**Excerpt**
*-*-*

Thursday, January 6, 2011

Basic Search

To my surprise, I built a search engine as a consequence of trying to quantify information about word usage in the books I downloaded from the Internet Archive. Before I move on with the correlations I talked about in my last post, I need to explain a little about that.


I described TF-IDF weights a little bit earlier. They're a basic way to find the key content words in a text. Since a "text" can be any set of words from a sentence to the full works of a publishing house or a decade (as Michael Witmore recently said on his blog, they are "massively addressable"), these can be really powerful. And as I said talking about assisted reading, search is a technology humanists use all the time to, essentially, do a form of reading for them. (Even though they don't necessarily understand just what search does.) I'm sure there are better implementations than the basic TFIDF I'm using, but it's still interesting both as a way to understand the searches we do and don't reflect on.

More broadly, my point is that we should think about whether we can use that same technology past the one stage in our research we use it for now. Plus, if you're just here for the graphs, it lets us try a few new ones. But they're not until the next couple posts, since I'm trying to keep down the lengths a little bit right now.




A search returns a score as well as an ordered list. More precisely, it returns scores for each word, and then combines them, weighting the rarer words more heavily. Society appears in fewer books than evolution in the 19C, so pretty much any search algorithm is going to weight it more heavily in a joint search. (Unless it's an engine that lets you overweight a term by using plus signs, which I don't get the impression is something end-users take much advantage of). So for an example: if I ask for books that score well on both "society" and "evolution", I get a (sorted) list like this out of my 25,000 books:


                                    title       score
9 Sociology: The Science of Human Society 0.003568728
8 Sociology: The Science of Human Society 0.002312226
3        The Direction of Human Evolution 0.002282892
2        The Direction of Human Evolution 0.002272362
1    An introduction to social psychology 0.001858735
7 Sociology and its psychological aspects 0.001800483
6           Man in the Light of Evolution 0.001616489
5               Introduction to Sociology 0.001509010
4               Introduction to Sociology 0.001449105


(The duplicates are either the same book from different years, or in the first case, a single two-volume book).

That, I think, is pretty much the only way most historians ever use search or other applications of word frequency scores. But they use it all the time.

*-*-*

**What needs to be done**
Continue the blog post on TF-IDF search in book collections, picking up right after its last sentence.

*-*-*

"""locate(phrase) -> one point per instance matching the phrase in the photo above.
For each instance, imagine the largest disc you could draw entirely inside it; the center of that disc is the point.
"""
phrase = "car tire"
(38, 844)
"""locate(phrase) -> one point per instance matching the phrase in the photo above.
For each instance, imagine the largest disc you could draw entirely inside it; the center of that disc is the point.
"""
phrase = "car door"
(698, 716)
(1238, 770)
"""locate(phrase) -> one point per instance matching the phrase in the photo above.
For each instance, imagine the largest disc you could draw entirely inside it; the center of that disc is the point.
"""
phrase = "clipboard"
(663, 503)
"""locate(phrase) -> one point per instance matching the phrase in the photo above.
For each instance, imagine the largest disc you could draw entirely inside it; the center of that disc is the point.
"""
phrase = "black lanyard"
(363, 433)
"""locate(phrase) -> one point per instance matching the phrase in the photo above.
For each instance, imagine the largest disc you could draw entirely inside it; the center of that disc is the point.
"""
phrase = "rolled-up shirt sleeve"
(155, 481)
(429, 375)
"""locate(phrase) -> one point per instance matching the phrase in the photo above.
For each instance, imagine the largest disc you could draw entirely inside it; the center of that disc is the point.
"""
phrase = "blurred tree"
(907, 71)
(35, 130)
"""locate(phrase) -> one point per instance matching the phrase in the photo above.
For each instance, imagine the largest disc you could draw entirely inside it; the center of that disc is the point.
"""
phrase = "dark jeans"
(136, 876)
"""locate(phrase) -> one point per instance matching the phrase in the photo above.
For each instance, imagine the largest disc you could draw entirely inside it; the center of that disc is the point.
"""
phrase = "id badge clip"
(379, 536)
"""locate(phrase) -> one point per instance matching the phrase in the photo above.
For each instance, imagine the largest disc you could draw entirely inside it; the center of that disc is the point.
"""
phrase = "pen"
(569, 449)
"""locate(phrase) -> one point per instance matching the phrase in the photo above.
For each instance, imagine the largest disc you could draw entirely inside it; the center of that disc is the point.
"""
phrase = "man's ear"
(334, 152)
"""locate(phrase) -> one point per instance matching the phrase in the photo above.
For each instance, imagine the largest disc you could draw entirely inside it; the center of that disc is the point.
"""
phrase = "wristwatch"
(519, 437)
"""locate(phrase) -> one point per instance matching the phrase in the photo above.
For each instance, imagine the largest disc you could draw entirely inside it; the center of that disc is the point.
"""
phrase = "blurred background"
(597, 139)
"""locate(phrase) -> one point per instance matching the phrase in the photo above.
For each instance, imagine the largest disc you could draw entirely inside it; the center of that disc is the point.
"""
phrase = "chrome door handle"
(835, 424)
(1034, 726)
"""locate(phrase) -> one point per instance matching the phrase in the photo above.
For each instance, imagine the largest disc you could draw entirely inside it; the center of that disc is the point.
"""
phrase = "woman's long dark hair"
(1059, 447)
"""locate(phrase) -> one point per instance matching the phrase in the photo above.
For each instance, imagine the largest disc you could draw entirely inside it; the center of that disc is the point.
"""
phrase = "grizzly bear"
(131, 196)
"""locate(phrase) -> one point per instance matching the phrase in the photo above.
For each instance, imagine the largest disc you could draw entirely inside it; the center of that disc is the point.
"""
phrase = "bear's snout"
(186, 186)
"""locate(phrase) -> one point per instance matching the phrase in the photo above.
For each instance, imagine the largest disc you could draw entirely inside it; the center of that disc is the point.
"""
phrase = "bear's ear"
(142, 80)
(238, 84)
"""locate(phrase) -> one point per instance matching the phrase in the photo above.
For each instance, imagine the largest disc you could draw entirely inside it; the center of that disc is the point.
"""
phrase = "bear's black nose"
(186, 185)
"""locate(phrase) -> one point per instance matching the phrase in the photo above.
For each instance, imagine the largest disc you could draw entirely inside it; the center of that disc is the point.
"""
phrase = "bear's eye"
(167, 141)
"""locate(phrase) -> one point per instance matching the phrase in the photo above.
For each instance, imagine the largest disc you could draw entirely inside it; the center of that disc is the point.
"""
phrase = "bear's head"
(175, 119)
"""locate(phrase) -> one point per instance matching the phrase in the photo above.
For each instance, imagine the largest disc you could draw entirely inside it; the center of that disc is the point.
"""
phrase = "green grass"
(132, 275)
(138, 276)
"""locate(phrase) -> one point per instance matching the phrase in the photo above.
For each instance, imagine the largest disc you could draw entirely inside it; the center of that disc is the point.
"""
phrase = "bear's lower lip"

*-*-*

**Answer section**
But what's interesting to me right now are all the other applications. There are lots in the text analysis literature, from sophisticated automatic document classification to those "statistically improbable phrases" on Amazon to methods of finding similar books.

So what's useful for historians? Maybe not the most sophisticated applications, all the time. (Although my tune would change if I could get a full temporal LDA topic model running). In the intermediate stages, though, we can find quite a bit that provides useful building blocks for thinking about how language moves together, particularly when we don't view the book (or article) as the only frame worth searching within.

Here's a point that isn't entirely obvious: when we treat TF-IDF scores as data, search moves both ways. We can do the reverse of traditional search: get the highest scoring words for any document or set of documents. We could find, say, the most overrepresented words for the few books I definitely know are in LC class HM (general sociology):


> genreTFIDF("HM")[1:10]
Returning results for  17  books
   sociology       social   activities     economic    evolution   biological
0.0029217049 0.0020045920 0.0016005260 0.0011624374 0.0009392621 0.0009320906
  psychology organization   industrial  environment
0.0008261582 0.0008037530 0.0007802915 0.0007325546 



And then we could use that list to start to categorize documents based on keywords. Again, we can treat any aggregation of words as a text: a genre, an author's collected works, or even books that score highly on a particular set of words. (More on that later).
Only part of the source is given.